What is being asked - Copy out every one of the rows below, word for word and line for line.

═══ Supplied records

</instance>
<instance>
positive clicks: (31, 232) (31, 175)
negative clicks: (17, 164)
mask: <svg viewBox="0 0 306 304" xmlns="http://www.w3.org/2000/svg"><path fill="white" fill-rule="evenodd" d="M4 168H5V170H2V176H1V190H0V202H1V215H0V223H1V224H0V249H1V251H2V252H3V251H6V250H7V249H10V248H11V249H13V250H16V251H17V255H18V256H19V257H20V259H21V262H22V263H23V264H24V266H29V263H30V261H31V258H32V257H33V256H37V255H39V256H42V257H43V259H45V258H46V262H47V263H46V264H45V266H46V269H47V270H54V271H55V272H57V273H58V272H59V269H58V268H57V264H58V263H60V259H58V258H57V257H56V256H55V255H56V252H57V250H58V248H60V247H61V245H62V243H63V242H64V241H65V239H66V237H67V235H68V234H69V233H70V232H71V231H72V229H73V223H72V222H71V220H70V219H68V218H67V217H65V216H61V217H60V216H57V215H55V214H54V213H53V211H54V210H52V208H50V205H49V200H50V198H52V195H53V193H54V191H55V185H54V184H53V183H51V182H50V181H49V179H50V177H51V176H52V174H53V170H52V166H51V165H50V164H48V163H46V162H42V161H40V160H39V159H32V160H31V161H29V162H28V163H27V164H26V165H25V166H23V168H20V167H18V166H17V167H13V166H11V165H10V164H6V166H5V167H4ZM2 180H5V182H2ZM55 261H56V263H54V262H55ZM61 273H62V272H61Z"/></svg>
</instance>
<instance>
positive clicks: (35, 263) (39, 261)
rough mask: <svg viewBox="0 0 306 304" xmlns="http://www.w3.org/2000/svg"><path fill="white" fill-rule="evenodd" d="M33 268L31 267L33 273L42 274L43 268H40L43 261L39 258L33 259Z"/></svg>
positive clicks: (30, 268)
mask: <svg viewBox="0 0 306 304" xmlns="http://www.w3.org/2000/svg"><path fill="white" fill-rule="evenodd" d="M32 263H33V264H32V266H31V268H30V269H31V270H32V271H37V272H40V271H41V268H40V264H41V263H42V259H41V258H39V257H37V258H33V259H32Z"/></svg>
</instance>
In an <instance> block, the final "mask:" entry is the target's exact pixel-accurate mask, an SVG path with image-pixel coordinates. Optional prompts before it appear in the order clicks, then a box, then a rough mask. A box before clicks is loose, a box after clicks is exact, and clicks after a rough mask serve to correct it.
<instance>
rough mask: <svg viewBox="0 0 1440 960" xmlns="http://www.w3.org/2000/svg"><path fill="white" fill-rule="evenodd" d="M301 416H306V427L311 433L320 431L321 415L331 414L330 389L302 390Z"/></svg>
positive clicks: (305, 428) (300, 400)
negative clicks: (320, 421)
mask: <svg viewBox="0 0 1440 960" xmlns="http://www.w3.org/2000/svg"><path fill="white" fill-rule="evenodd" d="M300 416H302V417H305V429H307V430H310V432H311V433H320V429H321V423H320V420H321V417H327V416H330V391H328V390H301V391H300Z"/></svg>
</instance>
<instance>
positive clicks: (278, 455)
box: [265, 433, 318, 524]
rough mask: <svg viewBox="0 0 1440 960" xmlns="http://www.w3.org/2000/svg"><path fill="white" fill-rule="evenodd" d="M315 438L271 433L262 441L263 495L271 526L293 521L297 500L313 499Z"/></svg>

══════

Response area -
</instance>
<instance>
positive clicks: (31, 232) (31, 175)
negative clicks: (17, 164)
mask: <svg viewBox="0 0 306 304" xmlns="http://www.w3.org/2000/svg"><path fill="white" fill-rule="evenodd" d="M4 168H5V170H2V176H1V190H0V202H1V215H0V223H1V224H0V249H1V251H2V252H3V251H6V250H7V249H10V248H11V249H13V250H16V251H17V255H18V256H19V257H20V259H21V262H22V263H23V264H24V266H29V263H30V261H31V258H32V257H33V256H37V255H39V256H42V257H43V259H45V258H46V262H47V263H46V264H45V266H46V269H47V270H54V271H55V272H57V273H58V272H59V269H58V268H57V264H58V263H60V259H58V258H57V257H56V256H55V255H56V252H57V250H58V248H60V247H61V245H62V243H63V242H64V241H65V239H66V237H67V235H68V234H69V233H70V232H71V231H72V229H73V223H72V222H71V220H70V219H68V218H67V217H65V216H61V217H60V216H57V215H55V214H54V213H53V211H54V210H52V208H50V205H49V200H50V198H52V195H53V193H54V191H55V185H54V184H53V183H51V182H50V181H49V179H50V177H51V176H52V174H53V170H52V166H51V165H50V164H48V163H46V162H42V161H40V160H39V159H32V160H31V161H29V162H28V163H27V164H26V165H25V166H23V168H20V167H18V166H17V167H13V166H11V165H10V164H6V166H5V167H4ZM2 180H5V182H2ZM55 261H56V263H54V262H55ZM61 273H62V272H61Z"/></svg>
</instance>
<instance>
positive clicks: (35, 263) (39, 261)
rough mask: <svg viewBox="0 0 306 304" xmlns="http://www.w3.org/2000/svg"><path fill="white" fill-rule="evenodd" d="M33 268L31 267L33 273L42 274L43 268H40L43 261L39 258L33 259Z"/></svg>
positive clicks: (30, 268)
mask: <svg viewBox="0 0 306 304" xmlns="http://www.w3.org/2000/svg"><path fill="white" fill-rule="evenodd" d="M32 263H33V264H32V266H31V268H30V269H31V270H32V271H37V272H40V271H41V268H40V264H41V263H42V259H41V258H39V257H37V258H33V259H32Z"/></svg>
</instance>
In an <instance> block, the final "mask:" entry is the target's exact pixel-accurate mask, an SVG path with image-pixel coordinates. Optional prompts before it appear in the order clicks, then a box, then a rough mask. A box before clicks is loose, a box after clicks is exact, and clicks after a rough mask serve to correct it.
<instance>
rough mask: <svg viewBox="0 0 1440 960" xmlns="http://www.w3.org/2000/svg"><path fill="white" fill-rule="evenodd" d="M301 416H306V427L311 433L320 431L321 415L331 414L330 389L302 390Z"/></svg>
positive clicks: (305, 428) (300, 400)
negative clicks: (320, 421)
mask: <svg viewBox="0 0 1440 960" xmlns="http://www.w3.org/2000/svg"><path fill="white" fill-rule="evenodd" d="M300 416H302V417H305V429H307V430H310V432H311V433H320V429H321V423H320V420H321V417H327V416H330V391H328V390H301V391H300Z"/></svg>
</instance>
<instance>
positive clicks: (278, 455)
box: [265, 433, 318, 524]
rough mask: <svg viewBox="0 0 1440 960" xmlns="http://www.w3.org/2000/svg"><path fill="white" fill-rule="evenodd" d="M315 438L271 433L262 441L263 495L271 526L293 521L297 500L313 499Z"/></svg>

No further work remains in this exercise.